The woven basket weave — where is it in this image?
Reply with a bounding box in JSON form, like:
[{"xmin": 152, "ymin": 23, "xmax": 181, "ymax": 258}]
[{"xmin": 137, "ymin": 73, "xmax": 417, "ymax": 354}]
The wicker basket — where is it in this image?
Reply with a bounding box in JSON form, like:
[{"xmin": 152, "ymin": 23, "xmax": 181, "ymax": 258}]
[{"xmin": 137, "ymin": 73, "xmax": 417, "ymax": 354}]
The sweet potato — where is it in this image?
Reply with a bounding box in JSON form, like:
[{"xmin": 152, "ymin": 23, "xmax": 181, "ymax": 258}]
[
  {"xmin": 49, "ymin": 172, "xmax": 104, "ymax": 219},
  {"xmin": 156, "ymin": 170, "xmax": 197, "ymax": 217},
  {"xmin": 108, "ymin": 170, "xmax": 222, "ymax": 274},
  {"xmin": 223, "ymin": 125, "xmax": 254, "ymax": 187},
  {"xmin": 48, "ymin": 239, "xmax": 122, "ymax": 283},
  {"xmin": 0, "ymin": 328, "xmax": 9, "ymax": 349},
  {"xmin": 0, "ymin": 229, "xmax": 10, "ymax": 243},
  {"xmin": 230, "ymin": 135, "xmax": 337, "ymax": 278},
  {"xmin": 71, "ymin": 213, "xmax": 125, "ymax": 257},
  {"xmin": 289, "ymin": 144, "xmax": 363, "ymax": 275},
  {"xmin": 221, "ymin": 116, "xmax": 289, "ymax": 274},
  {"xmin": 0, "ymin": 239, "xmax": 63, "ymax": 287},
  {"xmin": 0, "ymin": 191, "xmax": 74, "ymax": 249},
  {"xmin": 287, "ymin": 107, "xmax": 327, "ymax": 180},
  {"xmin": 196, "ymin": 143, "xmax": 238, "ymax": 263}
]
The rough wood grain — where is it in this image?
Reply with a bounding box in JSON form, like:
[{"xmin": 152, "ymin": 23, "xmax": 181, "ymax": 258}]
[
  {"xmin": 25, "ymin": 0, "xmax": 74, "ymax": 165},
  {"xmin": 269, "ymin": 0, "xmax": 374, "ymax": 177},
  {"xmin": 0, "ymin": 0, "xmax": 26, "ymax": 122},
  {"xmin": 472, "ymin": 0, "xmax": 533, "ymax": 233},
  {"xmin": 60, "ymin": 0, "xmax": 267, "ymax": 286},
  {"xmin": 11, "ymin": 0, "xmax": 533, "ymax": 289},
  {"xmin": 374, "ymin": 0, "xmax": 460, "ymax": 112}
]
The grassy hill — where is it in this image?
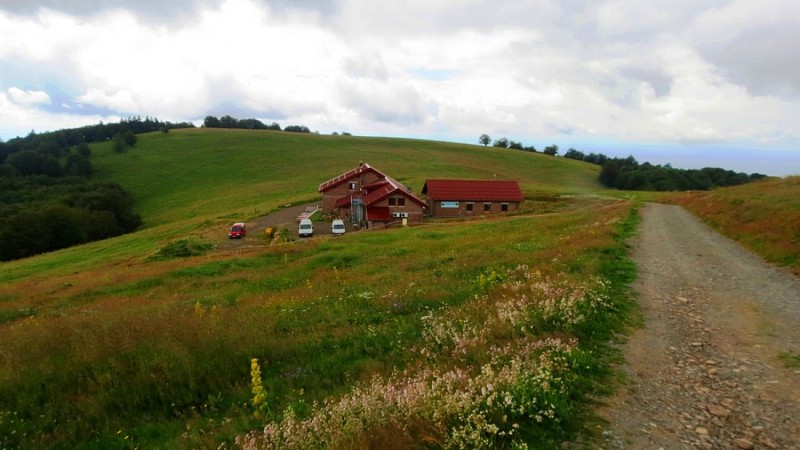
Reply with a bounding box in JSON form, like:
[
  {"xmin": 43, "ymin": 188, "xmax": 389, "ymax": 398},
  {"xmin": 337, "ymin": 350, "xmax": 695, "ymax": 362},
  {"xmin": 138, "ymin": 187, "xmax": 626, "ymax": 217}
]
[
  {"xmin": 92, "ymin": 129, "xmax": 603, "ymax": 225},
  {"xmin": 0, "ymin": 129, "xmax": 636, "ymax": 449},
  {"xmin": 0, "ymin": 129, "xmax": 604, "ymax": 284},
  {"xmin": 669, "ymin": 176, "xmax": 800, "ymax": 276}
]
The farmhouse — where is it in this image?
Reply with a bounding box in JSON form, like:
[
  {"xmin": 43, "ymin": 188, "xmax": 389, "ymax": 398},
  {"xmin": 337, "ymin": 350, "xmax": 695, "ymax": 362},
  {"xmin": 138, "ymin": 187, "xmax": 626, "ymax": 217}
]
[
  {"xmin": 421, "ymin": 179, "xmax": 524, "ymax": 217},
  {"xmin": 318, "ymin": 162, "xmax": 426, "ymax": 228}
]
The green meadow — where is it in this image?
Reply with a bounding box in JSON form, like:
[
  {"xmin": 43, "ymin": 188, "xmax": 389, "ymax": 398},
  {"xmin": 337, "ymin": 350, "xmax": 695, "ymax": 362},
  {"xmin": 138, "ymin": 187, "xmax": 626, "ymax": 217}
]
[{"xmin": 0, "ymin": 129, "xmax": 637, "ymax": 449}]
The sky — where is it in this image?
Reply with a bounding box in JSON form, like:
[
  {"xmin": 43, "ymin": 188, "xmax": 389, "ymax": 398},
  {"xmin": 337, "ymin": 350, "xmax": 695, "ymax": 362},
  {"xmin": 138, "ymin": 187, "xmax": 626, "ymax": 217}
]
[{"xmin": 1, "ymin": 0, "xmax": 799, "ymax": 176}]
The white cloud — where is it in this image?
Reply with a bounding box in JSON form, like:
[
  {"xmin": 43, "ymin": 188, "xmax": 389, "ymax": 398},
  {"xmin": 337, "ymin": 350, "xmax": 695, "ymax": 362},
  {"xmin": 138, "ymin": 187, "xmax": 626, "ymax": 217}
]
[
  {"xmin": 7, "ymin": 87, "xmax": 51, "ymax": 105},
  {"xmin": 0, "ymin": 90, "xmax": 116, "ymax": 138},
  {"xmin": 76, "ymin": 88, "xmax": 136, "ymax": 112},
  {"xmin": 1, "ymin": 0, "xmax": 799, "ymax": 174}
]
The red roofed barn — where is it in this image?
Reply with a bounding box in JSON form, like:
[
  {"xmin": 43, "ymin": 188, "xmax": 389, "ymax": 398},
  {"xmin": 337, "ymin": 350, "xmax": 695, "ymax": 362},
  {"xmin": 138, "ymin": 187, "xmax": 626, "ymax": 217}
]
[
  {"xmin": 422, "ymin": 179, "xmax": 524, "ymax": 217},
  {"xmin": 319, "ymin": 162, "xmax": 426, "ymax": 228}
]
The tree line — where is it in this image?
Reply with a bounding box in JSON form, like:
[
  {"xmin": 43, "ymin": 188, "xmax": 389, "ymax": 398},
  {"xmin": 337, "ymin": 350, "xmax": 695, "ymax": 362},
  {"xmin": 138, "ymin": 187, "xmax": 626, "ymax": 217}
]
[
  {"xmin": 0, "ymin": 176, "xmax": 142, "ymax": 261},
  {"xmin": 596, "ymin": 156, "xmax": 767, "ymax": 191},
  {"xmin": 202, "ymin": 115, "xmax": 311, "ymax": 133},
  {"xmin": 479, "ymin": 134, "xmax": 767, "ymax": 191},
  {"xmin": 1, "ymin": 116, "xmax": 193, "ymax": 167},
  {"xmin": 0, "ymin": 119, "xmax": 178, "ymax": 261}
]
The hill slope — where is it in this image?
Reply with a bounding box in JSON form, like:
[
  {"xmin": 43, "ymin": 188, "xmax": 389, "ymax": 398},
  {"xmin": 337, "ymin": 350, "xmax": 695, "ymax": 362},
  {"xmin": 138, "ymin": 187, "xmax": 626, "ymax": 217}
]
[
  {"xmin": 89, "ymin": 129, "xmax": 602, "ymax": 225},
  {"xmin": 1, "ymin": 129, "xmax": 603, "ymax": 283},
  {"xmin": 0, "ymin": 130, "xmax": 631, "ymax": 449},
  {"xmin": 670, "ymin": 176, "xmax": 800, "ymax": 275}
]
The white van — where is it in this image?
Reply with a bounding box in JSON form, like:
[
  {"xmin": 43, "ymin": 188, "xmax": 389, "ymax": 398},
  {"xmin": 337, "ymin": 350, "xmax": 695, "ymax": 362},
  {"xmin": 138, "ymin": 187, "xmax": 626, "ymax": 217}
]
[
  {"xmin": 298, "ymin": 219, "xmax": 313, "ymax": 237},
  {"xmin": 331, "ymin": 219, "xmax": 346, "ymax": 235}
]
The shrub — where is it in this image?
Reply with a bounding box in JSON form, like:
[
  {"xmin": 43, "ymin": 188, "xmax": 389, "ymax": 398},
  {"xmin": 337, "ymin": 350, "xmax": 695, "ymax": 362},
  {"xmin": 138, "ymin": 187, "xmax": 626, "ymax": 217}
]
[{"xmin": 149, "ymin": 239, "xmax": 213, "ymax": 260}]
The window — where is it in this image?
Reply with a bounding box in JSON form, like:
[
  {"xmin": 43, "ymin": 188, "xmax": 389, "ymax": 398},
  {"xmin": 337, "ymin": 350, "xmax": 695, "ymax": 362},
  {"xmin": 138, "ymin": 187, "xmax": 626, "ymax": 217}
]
★ ★ ★ ★ ★ ★ ★
● **Your instructions**
Write down exactly the line with "The hill slope — where is it in this image?", then each line after it through the end of the data.

● **Problem solution**
The hill slope — where is it in this image?
Reply with a bounding box in JSON form, like:
[
  {"xmin": 43, "ymin": 188, "xmax": 389, "ymax": 398},
  {"xmin": 337, "ymin": 350, "xmax": 695, "ymax": 362},
  {"xmin": 138, "ymin": 187, "xmax": 626, "ymax": 217}
]
[
  {"xmin": 89, "ymin": 129, "xmax": 602, "ymax": 225},
  {"xmin": 1, "ymin": 129, "xmax": 603, "ymax": 283},
  {"xmin": 0, "ymin": 130, "xmax": 631, "ymax": 449},
  {"xmin": 670, "ymin": 176, "xmax": 800, "ymax": 275}
]
The white van — where is it in this image?
Reply with a bounding box in JSON form, like:
[
  {"xmin": 43, "ymin": 188, "xmax": 389, "ymax": 398},
  {"xmin": 337, "ymin": 350, "xmax": 695, "ymax": 362},
  {"xmin": 138, "ymin": 187, "xmax": 626, "ymax": 217}
]
[
  {"xmin": 298, "ymin": 219, "xmax": 313, "ymax": 237},
  {"xmin": 331, "ymin": 219, "xmax": 346, "ymax": 235}
]
The shrub — where is it in this image?
Reply with a bounding box in JSON form, like:
[
  {"xmin": 43, "ymin": 188, "xmax": 389, "ymax": 398},
  {"xmin": 337, "ymin": 350, "xmax": 695, "ymax": 362},
  {"xmin": 138, "ymin": 187, "xmax": 626, "ymax": 217}
]
[{"xmin": 149, "ymin": 239, "xmax": 213, "ymax": 260}]
The window — where is it in this image?
Reply with a bounding box in JSON form, like:
[
  {"xmin": 43, "ymin": 188, "xmax": 389, "ymax": 398},
  {"xmin": 337, "ymin": 350, "xmax": 695, "ymax": 362},
  {"xmin": 138, "ymin": 187, "xmax": 626, "ymax": 217}
]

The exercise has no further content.